Look below for the line that contains "Whereabouts in this frame is the cloud?", then copy it and each following line to the end of the records, minus any pictures.

===

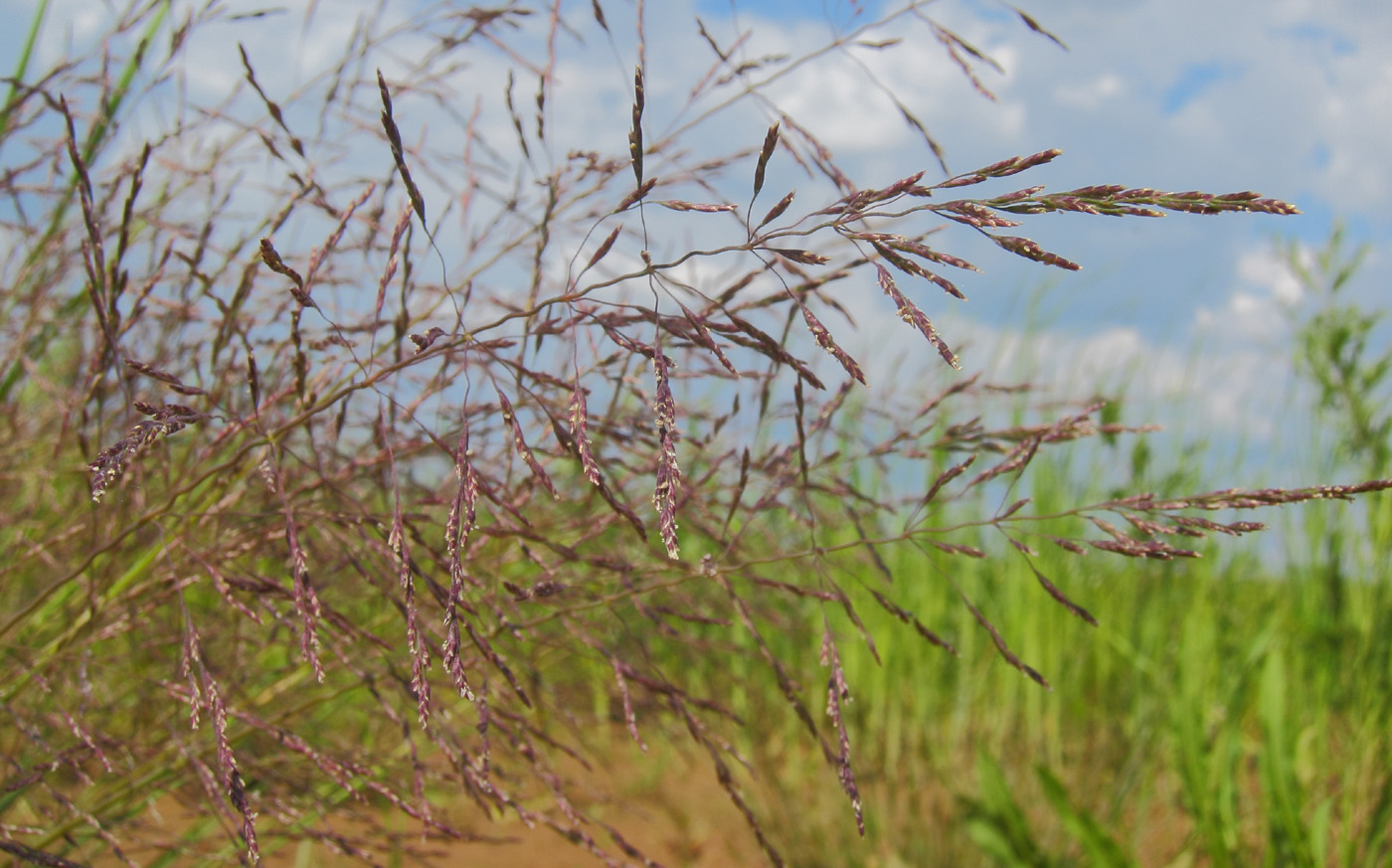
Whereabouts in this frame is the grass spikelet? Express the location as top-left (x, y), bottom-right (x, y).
top-left (619, 67), bottom-right (644, 185)
top-left (799, 304), bottom-right (866, 386)
top-left (377, 70), bottom-right (431, 230)
top-left (494, 384), bottom-right (561, 499)
top-left (751, 121), bottom-right (781, 203)
top-left (653, 352), bottom-right (682, 561)
top-left (876, 262), bottom-right (961, 369)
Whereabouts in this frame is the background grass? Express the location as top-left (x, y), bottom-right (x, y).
top-left (0, 3), bottom-right (1392, 867)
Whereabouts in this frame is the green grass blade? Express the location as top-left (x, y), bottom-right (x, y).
top-left (1034, 765), bottom-right (1135, 868)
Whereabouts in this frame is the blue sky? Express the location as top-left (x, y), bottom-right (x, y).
top-left (0, 0), bottom-right (1392, 481)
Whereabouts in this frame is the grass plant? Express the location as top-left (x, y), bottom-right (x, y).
top-left (0, 1), bottom-right (1392, 867)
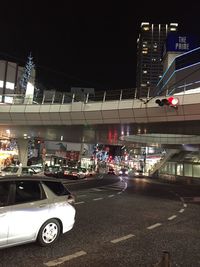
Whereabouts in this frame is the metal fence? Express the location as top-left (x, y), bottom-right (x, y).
top-left (1, 88), bottom-right (137, 105)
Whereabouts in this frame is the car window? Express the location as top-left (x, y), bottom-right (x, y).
top-left (15, 181), bottom-right (44, 204)
top-left (0, 182), bottom-right (10, 207)
top-left (2, 167), bottom-right (19, 173)
top-left (43, 181), bottom-right (70, 196)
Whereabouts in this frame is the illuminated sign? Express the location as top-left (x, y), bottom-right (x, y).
top-left (164, 33), bottom-right (199, 52)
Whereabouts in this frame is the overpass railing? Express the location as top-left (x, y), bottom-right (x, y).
top-left (0, 88), bottom-right (137, 105)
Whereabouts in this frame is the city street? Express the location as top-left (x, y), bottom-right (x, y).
top-left (0, 175), bottom-right (200, 267)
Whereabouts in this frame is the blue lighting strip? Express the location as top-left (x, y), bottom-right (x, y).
top-left (157, 62), bottom-right (200, 94)
top-left (156, 47), bottom-right (200, 92)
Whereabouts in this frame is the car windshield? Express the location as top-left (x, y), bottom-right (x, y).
top-left (2, 166), bottom-right (19, 173)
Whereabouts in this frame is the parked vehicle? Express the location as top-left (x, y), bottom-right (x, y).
top-left (0, 166), bottom-right (37, 177)
top-left (0, 176), bottom-right (76, 248)
top-left (61, 167), bottom-right (86, 179)
top-left (119, 168), bottom-right (128, 176)
top-left (107, 168), bottom-right (115, 175)
top-left (44, 165), bottom-right (62, 178)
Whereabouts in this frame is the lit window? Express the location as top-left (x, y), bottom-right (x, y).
top-left (6, 82), bottom-right (15, 90)
top-left (170, 28), bottom-right (177, 32)
top-left (4, 96), bottom-right (13, 104)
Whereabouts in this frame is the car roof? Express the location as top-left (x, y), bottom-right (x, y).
top-left (0, 175), bottom-right (62, 182)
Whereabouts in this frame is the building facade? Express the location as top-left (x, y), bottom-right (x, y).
top-left (136, 22), bottom-right (178, 97)
top-left (0, 60), bottom-right (35, 104)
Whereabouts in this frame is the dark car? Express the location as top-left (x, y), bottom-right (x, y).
top-left (107, 168), bottom-right (115, 175)
top-left (44, 166), bottom-right (62, 178)
top-left (119, 168), bottom-right (128, 176)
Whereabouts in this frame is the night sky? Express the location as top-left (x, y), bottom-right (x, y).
top-left (0, 0), bottom-right (200, 91)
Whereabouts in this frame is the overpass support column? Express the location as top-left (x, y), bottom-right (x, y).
top-left (17, 139), bottom-right (28, 166)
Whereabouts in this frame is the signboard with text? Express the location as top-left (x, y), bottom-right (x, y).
top-left (164, 33), bottom-right (199, 52)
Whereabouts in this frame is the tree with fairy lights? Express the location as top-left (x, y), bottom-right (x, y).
top-left (19, 53), bottom-right (35, 93)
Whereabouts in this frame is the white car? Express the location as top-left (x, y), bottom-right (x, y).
top-left (0, 176), bottom-right (76, 248)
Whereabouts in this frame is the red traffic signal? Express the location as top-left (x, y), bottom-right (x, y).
top-left (155, 96), bottom-right (179, 108)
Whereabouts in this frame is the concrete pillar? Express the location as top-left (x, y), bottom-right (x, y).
top-left (17, 139), bottom-right (28, 166)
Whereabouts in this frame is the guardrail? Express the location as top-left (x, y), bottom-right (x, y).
top-left (1, 88), bottom-right (137, 105)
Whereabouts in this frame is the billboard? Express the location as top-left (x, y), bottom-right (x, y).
top-left (164, 33), bottom-right (199, 53)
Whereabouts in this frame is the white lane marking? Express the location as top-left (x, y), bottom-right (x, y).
top-left (179, 209), bottom-right (185, 213)
top-left (168, 215), bottom-right (177, 221)
top-left (147, 223), bottom-right (162, 230)
top-left (44, 250), bottom-right (87, 267)
top-left (110, 234), bottom-right (135, 243)
top-left (93, 197), bottom-right (103, 201)
top-left (74, 201), bottom-right (85, 205)
top-left (92, 188), bottom-right (102, 191)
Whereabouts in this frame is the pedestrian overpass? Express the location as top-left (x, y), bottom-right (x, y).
top-left (0, 90), bottom-right (200, 165)
top-left (0, 90), bottom-right (200, 144)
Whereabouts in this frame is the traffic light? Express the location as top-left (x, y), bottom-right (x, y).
top-left (155, 96), bottom-right (178, 108)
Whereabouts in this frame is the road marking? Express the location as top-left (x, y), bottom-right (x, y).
top-left (92, 188), bottom-right (102, 191)
top-left (179, 209), bottom-right (185, 213)
top-left (44, 250), bottom-right (87, 267)
top-left (168, 215), bottom-right (177, 221)
top-left (93, 197), bottom-right (103, 201)
top-left (110, 234), bottom-right (135, 243)
top-left (74, 201), bottom-right (85, 205)
top-left (147, 223), bottom-right (162, 230)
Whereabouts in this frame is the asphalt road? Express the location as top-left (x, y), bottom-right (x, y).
top-left (0, 176), bottom-right (200, 267)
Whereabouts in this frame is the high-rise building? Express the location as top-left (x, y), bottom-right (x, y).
top-left (136, 22), bottom-right (178, 97)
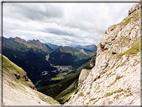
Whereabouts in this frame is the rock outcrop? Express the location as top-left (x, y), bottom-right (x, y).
top-left (2, 56), bottom-right (59, 106)
top-left (65, 4), bottom-right (140, 106)
top-left (90, 56), bottom-right (96, 67)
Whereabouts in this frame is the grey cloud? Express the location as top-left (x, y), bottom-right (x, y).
top-left (45, 28), bottom-right (75, 36)
top-left (4, 3), bottom-right (64, 21)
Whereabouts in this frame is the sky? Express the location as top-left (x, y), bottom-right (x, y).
top-left (3, 3), bottom-right (134, 46)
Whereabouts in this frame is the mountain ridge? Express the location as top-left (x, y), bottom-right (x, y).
top-left (65, 3), bottom-right (141, 106)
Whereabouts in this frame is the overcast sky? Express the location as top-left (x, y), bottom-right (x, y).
top-left (3, 3), bottom-right (134, 46)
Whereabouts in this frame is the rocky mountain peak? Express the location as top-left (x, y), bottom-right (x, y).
top-left (128, 3), bottom-right (141, 15)
top-left (66, 4), bottom-right (141, 106)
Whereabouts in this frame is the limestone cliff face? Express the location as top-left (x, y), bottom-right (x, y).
top-left (2, 56), bottom-right (59, 106)
top-left (66, 4), bottom-right (140, 105)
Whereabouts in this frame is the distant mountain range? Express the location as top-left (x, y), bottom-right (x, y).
top-left (73, 44), bottom-right (97, 52)
top-left (45, 43), bottom-right (59, 50)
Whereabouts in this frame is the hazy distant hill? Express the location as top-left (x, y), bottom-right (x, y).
top-left (45, 43), bottom-right (59, 50)
top-left (12, 37), bottom-right (52, 52)
top-left (73, 44), bottom-right (97, 52)
top-left (2, 38), bottom-right (55, 83)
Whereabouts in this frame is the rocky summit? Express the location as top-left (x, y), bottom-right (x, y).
top-left (65, 3), bottom-right (140, 106)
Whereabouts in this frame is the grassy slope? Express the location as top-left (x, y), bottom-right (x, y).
top-left (38, 58), bottom-right (91, 103)
top-left (2, 56), bottom-right (59, 105)
top-left (2, 56), bottom-right (34, 87)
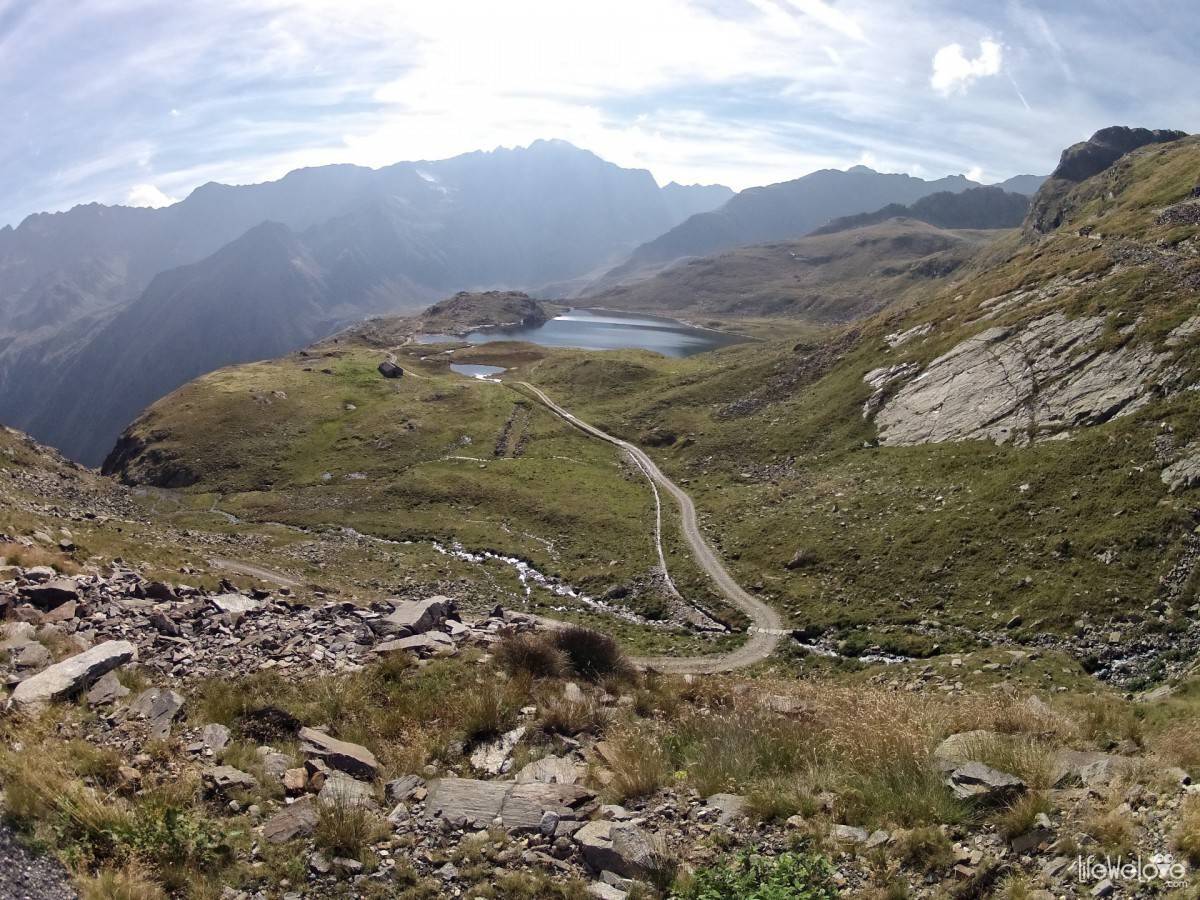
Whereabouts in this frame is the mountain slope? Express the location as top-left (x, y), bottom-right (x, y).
top-left (812, 187), bottom-right (1030, 234)
top-left (4, 223), bottom-right (340, 462)
top-left (604, 166), bottom-right (977, 284)
top-left (584, 218), bottom-right (994, 323)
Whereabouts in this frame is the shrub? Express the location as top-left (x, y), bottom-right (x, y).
top-left (896, 826), bottom-right (954, 872)
top-left (538, 694), bottom-right (607, 737)
top-left (458, 686), bottom-right (517, 743)
top-left (671, 851), bottom-right (838, 900)
top-left (79, 863), bottom-right (167, 900)
top-left (313, 797), bottom-right (380, 859)
top-left (605, 730), bottom-right (667, 803)
top-left (996, 791), bottom-right (1050, 840)
top-left (554, 625), bottom-right (632, 682)
top-left (496, 635), bottom-right (568, 678)
top-left (1171, 797), bottom-right (1200, 865)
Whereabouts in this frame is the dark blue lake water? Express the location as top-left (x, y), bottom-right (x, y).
top-left (415, 310), bottom-right (743, 356)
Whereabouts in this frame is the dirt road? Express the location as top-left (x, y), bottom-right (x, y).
top-left (517, 382), bottom-right (787, 674)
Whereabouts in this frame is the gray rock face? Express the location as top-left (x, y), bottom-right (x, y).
top-left (20, 578), bottom-right (79, 611)
top-left (377, 596), bottom-right (454, 637)
top-left (298, 728), bottom-right (379, 781)
top-left (866, 312), bottom-right (1169, 445)
top-left (12, 641), bottom-right (137, 706)
top-left (426, 778), bottom-right (595, 833)
top-left (1162, 440), bottom-right (1200, 493)
top-left (263, 797), bottom-right (318, 844)
top-left (575, 820), bottom-right (660, 878)
top-left (88, 672), bottom-right (130, 707)
top-left (470, 725), bottom-right (526, 775)
top-left (947, 762), bottom-right (1026, 804)
top-left (517, 756), bottom-right (583, 785)
top-left (130, 688), bottom-right (184, 738)
top-left (209, 594), bottom-right (266, 613)
top-left (202, 766), bottom-right (258, 794)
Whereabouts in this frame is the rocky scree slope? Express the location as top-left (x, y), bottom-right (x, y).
top-left (520, 128), bottom-right (1200, 685)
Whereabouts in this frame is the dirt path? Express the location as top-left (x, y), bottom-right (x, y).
top-left (209, 557), bottom-right (304, 589)
top-left (517, 382), bottom-right (787, 674)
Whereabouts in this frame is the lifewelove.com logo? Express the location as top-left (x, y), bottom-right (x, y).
top-left (1072, 853), bottom-right (1188, 888)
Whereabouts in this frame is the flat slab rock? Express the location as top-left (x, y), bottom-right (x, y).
top-left (575, 820), bottom-right (662, 878)
top-left (426, 778), bottom-right (594, 832)
top-left (12, 641), bottom-right (138, 706)
top-left (870, 312), bottom-right (1169, 446)
top-left (296, 728), bottom-right (379, 781)
top-left (209, 594), bottom-right (266, 613)
top-left (947, 762), bottom-right (1026, 803)
top-left (376, 595), bottom-right (455, 637)
top-left (263, 797), bottom-right (320, 844)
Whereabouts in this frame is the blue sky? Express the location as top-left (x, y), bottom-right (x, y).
top-left (0, 0), bottom-right (1200, 224)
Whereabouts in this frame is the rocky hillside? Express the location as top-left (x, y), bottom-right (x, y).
top-left (0, 142), bottom-right (731, 464)
top-left (7, 128), bottom-right (1200, 900)
top-left (7, 434), bottom-right (1200, 900)
top-left (812, 187), bottom-right (1030, 234)
top-left (581, 218), bottom-right (995, 323)
top-left (595, 166), bottom-right (1032, 288)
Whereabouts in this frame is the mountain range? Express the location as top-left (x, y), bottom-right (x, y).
top-left (0, 142), bottom-right (732, 463)
top-left (0, 140), bottom-right (1036, 464)
top-left (593, 166), bottom-right (1042, 288)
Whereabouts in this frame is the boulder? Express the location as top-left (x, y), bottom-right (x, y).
top-left (263, 797), bottom-right (319, 844)
top-left (130, 688), bottom-right (184, 739)
top-left (384, 775), bottom-right (425, 803)
top-left (425, 778), bottom-right (512, 826)
top-left (296, 728), bottom-right (379, 781)
top-left (947, 762), bottom-right (1026, 805)
top-left (12, 641), bottom-right (138, 706)
top-left (88, 672), bottom-right (130, 707)
top-left (517, 756), bottom-right (584, 785)
top-left (200, 766), bottom-right (258, 794)
top-left (575, 820), bottom-right (661, 878)
top-left (209, 594), bottom-right (266, 616)
top-left (20, 578), bottom-right (79, 611)
top-left (470, 725), bottom-right (526, 775)
top-left (371, 596), bottom-right (455, 637)
top-left (200, 722), bottom-right (229, 754)
top-left (1050, 750), bottom-right (1136, 787)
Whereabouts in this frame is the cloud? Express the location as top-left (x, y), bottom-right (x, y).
top-left (0, 0), bottom-right (1200, 224)
top-left (125, 185), bottom-right (179, 208)
top-left (929, 40), bottom-right (1003, 96)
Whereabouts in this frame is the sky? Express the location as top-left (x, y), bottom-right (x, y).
top-left (0, 0), bottom-right (1200, 226)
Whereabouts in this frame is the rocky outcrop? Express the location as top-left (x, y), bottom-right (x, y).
top-left (12, 641), bottom-right (137, 706)
top-left (1162, 440), bottom-right (1200, 493)
top-left (1025, 125), bottom-right (1187, 235)
top-left (296, 728), bottom-right (379, 781)
top-left (864, 312), bottom-right (1170, 445)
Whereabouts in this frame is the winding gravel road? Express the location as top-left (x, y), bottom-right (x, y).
top-left (518, 382), bottom-right (788, 674)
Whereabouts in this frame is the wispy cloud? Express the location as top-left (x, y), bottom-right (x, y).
top-left (0, 0), bottom-right (1200, 224)
top-left (929, 40), bottom-right (1003, 94)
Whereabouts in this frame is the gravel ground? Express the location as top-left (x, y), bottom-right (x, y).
top-left (0, 826), bottom-right (79, 900)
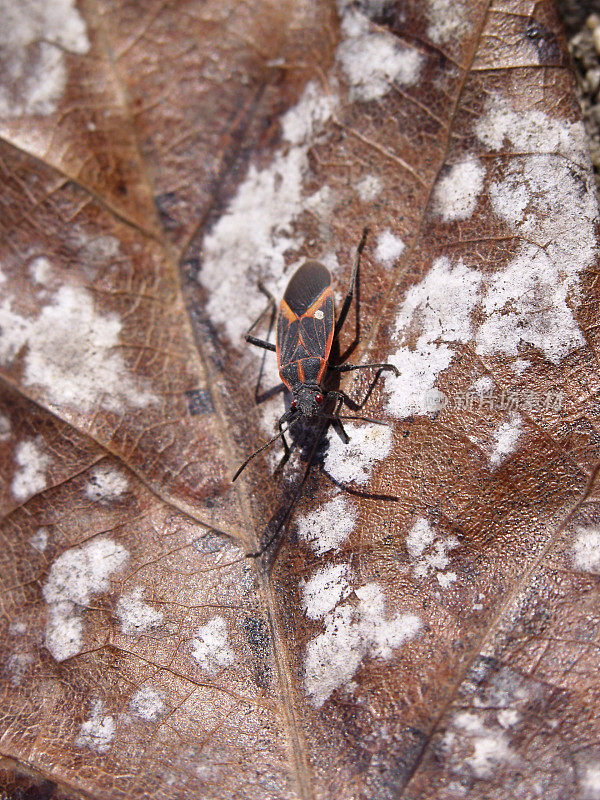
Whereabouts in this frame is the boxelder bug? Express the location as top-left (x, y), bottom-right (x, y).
top-left (232, 228), bottom-right (400, 481)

===

### Final answer
Whereabouts in this frame is the cloud? Express the location as top-left (x, y), bottom-right (x, y).
top-left (0, 0), bottom-right (1200, 224)
top-left (125, 185), bottom-right (179, 208)
top-left (929, 40), bottom-right (1003, 96)
Whereabouts in this frame is the sky? Express the location as top-left (x, y), bottom-right (x, y).
top-left (0, 0), bottom-right (1200, 226)
Whereabouts in this frame is the rocky outcrop? Express the location as top-left (x, y), bottom-right (x, y).
top-left (12, 641), bottom-right (137, 706)
top-left (1162, 440), bottom-right (1200, 493)
top-left (1025, 125), bottom-right (1187, 235)
top-left (296, 728), bottom-right (379, 781)
top-left (864, 312), bottom-right (1170, 445)
Whereabouts in this frame is the winding gravel road? Express the location as top-left (x, y), bottom-right (x, y).
top-left (518, 382), bottom-right (788, 674)
Whereabouts in this frame is the wispy cloud? Express the location as top-left (x, y), bottom-right (x, y).
top-left (0, 0), bottom-right (1200, 224)
top-left (929, 40), bottom-right (1003, 94)
Whereabouts in this frame is the gravel ground? Express the location as top-left (x, y), bottom-right (x, y).
top-left (0, 826), bottom-right (79, 900)
Whereabouts in this frame is the boxelder bug? Express the location as top-left (x, y), bottom-right (x, y).
top-left (232, 228), bottom-right (400, 481)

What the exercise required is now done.